RECORDED DATA:

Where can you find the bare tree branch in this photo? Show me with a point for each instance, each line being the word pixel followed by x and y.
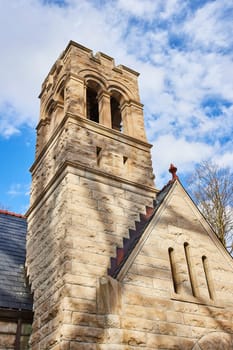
pixel 212 190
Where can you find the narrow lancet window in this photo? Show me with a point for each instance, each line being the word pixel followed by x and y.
pixel 92 105
pixel 207 277
pixel 98 155
pixel 116 114
pixel 173 269
pixel 190 269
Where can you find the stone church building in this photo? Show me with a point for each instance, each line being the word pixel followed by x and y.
pixel 112 262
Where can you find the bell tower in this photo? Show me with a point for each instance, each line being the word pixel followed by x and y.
pixel 91 179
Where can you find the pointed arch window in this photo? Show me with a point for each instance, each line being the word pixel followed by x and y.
pixel 116 118
pixel 92 105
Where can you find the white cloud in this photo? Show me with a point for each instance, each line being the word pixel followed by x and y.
pixel 182 54
pixel 184 154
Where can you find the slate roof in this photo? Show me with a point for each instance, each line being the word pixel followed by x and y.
pixel 14 292
pixel 122 253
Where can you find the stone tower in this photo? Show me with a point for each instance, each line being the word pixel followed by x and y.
pixel 91 179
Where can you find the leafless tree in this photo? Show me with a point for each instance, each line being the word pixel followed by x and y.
pixel 212 190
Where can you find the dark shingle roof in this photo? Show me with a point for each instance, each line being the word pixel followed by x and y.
pixel 14 292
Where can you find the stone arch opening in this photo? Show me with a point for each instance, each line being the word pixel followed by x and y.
pixel 116 119
pixel 92 102
pixel 116 115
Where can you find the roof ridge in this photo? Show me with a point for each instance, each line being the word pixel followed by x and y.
pixel 6 212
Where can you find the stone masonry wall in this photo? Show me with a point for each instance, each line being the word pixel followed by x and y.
pixel 153 316
pixel 71 236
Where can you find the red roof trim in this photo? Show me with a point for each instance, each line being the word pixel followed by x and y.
pixel 6 212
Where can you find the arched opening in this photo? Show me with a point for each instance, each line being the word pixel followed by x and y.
pixel 116 114
pixel 92 105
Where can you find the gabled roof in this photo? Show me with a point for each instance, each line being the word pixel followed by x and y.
pixel 132 244
pixel 129 244
pixel 14 292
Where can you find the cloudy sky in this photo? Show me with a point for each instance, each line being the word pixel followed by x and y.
pixel 182 48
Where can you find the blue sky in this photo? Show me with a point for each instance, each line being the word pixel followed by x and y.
pixel 182 49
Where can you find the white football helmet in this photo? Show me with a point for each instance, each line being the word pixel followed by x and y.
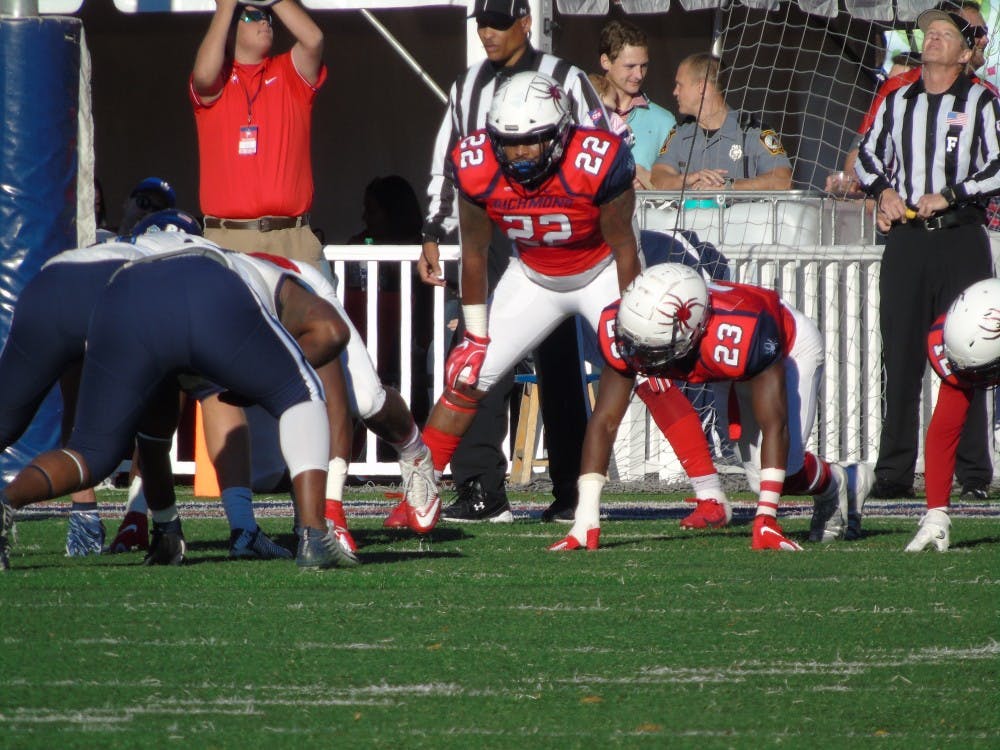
pixel 529 107
pixel 663 315
pixel 972 333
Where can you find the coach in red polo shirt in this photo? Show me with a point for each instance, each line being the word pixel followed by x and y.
pixel 253 114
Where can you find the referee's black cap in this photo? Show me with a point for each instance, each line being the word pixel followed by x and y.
pixel 966 29
pixel 499 14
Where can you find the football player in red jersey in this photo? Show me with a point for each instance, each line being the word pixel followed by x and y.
pixel 964 349
pixel 563 194
pixel 670 324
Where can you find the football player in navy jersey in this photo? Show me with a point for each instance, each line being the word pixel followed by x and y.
pixel 203 318
pixel 670 324
pixel 563 194
pixel 964 350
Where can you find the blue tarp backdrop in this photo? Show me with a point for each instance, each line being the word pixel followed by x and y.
pixel 40 70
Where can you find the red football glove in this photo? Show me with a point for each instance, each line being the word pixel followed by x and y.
pixel 657 385
pixel 465 361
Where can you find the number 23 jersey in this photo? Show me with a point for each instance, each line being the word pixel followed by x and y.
pixel 556 227
pixel 749 330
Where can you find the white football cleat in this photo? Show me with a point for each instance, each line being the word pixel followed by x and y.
pixel 860 480
pixel 934 529
pixel 420 492
pixel 829 518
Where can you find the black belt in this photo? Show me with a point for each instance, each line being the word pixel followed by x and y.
pixel 263 224
pixel 957 217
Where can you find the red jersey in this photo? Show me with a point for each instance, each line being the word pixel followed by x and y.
pixel 254 142
pixel 555 228
pixel 749 329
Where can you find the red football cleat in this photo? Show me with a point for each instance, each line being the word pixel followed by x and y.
pixel 133 533
pixel 336 522
pixel 767 534
pixel 571 542
pixel 707 514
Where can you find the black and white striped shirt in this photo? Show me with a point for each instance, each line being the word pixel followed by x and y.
pixel 468 105
pixel 921 143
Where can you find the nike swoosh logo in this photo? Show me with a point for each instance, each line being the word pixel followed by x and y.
pixel 428 510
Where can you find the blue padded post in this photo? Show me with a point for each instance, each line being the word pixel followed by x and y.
pixel 40 70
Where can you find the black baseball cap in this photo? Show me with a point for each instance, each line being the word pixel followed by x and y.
pixel 499 14
pixel 966 29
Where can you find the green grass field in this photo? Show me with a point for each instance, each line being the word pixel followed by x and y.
pixel 479 638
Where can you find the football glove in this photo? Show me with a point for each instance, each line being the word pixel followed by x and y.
pixel 466 360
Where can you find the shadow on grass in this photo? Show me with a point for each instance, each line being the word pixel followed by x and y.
pixel 972 543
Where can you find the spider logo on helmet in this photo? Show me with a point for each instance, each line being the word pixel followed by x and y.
pixel 662 317
pixel 529 108
pixel 972 333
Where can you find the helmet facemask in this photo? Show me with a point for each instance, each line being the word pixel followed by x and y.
pixel 532 173
pixel 529 108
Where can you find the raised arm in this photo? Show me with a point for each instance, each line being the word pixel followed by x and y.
pixel 307 54
pixel 206 78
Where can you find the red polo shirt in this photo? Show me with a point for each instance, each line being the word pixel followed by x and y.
pixel 274 176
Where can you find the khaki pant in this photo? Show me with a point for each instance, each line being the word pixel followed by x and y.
pixel 298 243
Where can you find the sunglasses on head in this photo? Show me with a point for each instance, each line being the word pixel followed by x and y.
pixel 147 202
pixel 252 15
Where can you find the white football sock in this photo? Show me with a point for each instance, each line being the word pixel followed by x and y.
pixel 237 502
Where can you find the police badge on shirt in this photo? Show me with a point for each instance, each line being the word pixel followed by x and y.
pixel 771 142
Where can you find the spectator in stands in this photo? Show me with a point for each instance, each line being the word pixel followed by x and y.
pixel 931 193
pixel 392 216
pixel 716 147
pixel 479 466
pixel 625 60
pixel 253 115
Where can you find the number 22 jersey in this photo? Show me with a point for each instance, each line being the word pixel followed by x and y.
pixel 556 227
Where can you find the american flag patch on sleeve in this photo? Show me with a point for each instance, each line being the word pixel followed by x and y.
pixel 960 119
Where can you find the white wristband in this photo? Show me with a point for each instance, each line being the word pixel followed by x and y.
pixel 475 319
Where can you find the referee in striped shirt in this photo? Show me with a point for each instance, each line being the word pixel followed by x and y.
pixel 504 27
pixel 932 159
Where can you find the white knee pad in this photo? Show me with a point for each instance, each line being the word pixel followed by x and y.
pixel 304 432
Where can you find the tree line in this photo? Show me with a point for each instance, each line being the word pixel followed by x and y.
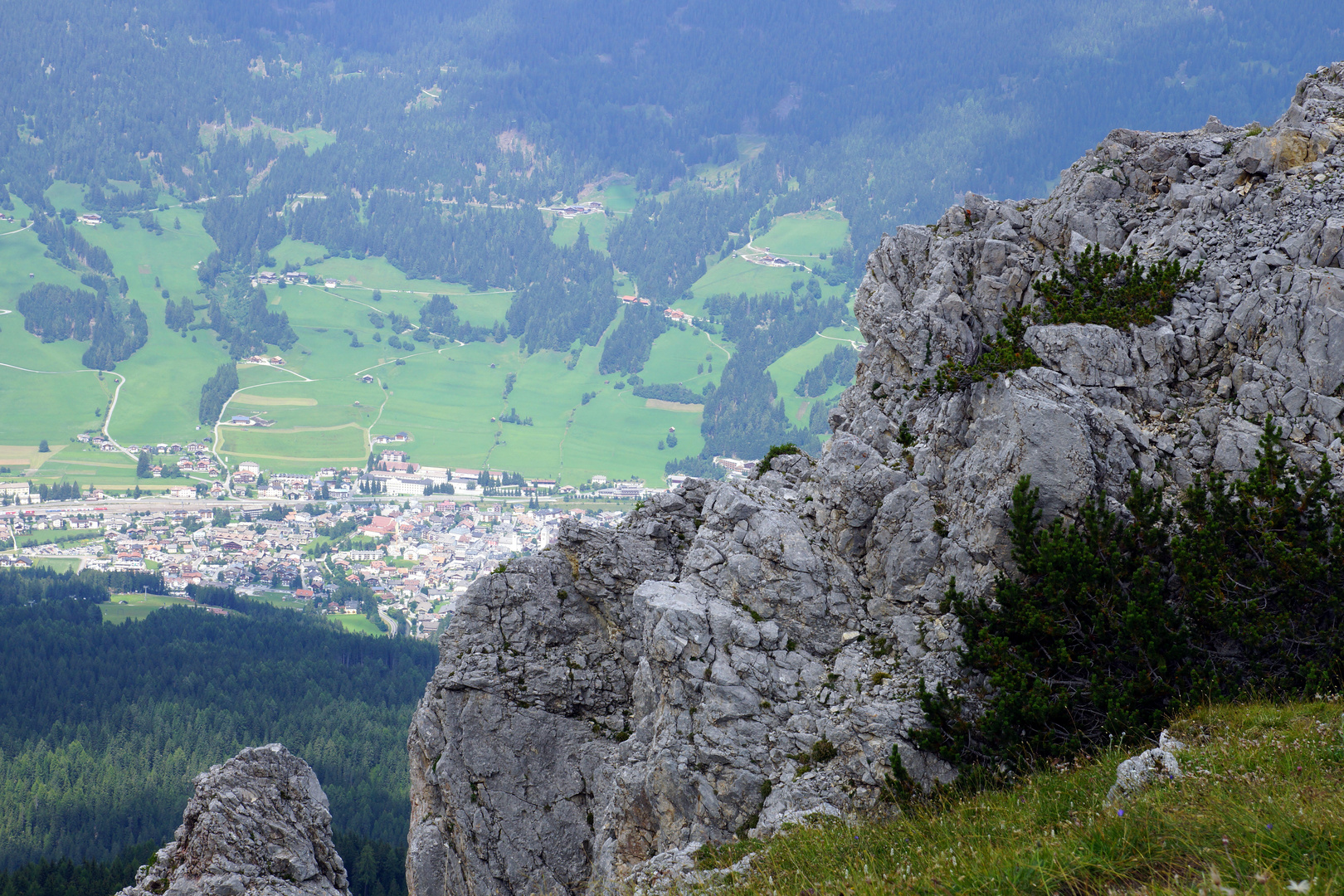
pixel 216 392
pixel 114 331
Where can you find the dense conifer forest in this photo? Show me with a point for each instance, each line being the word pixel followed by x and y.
pixel 101 746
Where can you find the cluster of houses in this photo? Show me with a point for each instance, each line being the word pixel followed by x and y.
pixel 272 278
pixel 574 212
pixel 414 558
pixel 247 419
pixel 674 314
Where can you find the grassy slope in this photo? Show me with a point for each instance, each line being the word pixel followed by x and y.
pixel 789 370
pixel 1259 806
pixel 138 606
pixel 359 625
pixel 323 412
pixel 39 406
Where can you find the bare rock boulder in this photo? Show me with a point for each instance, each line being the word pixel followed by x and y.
pixel 257 825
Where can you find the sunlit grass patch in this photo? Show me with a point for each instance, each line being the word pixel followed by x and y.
pixel 1259 811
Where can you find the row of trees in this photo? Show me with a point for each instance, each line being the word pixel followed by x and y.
pixel 216 392
pixel 114 331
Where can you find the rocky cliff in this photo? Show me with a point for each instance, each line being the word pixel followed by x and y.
pixel 256 825
pixel 741 655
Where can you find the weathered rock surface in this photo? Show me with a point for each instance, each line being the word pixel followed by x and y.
pixel 743 655
pixel 257 824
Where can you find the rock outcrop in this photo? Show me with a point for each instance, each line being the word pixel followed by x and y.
pixel 741 655
pixel 256 825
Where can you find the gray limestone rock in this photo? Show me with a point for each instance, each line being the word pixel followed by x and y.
pixel 1142 772
pixel 745 655
pixel 257 825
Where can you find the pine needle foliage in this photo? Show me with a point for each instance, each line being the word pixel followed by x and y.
pixel 1113 289
pixel 1110 289
pixel 1003 353
pixel 1109 625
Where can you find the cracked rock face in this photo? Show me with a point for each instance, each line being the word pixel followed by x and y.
pixel 257 825
pixel 743 655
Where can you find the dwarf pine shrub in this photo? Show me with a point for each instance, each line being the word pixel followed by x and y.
pixel 1109 289
pixel 1112 289
pixel 1110 624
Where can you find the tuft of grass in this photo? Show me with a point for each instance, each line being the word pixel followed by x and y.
pixel 1259 809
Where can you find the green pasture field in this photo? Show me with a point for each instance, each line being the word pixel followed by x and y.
pixel 617 197
pixel 358 624
pixel 62 399
pixel 296 449
pixel 162 395
pixel 90 466
pixel 60 564
pixel 359 277
pixel 58 536
pixel 281 599
pixel 800 236
pixel 323 412
pixel 138 606
pixel 789 370
pixel 567 230
pixel 735 275
pixel 312 139
pixel 676 355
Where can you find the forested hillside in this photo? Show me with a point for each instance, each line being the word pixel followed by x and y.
pixel 433 137
pixel 102 727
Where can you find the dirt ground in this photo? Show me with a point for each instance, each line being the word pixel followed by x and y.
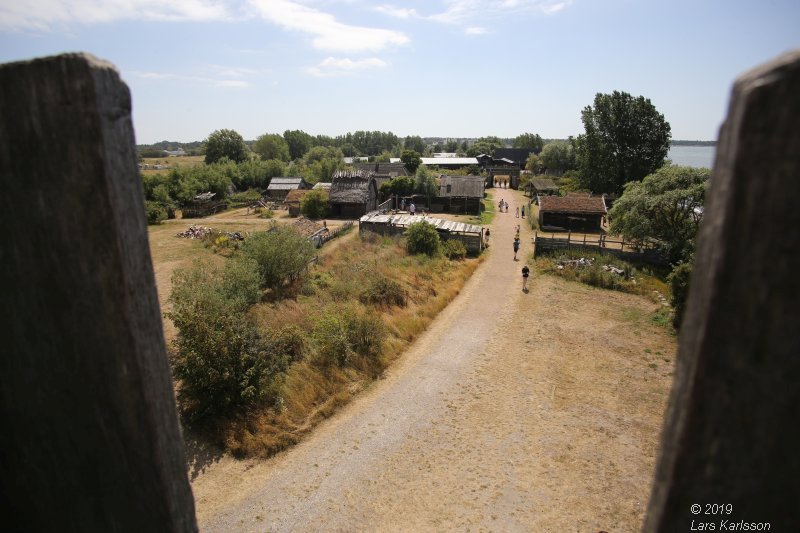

TASK INSTRUCTIONS:
Locate each line in the rows above that contains the word "opening" and copy those lines.

TASK SOLUTION:
Where can you find the stone arch opening in this photo? Show me with a point for each instance, each line being the word pixel followed by x and y.
Where can you find the arched opening in this photo? Show me with a point for each instance, each line being the word pixel followed by x and y.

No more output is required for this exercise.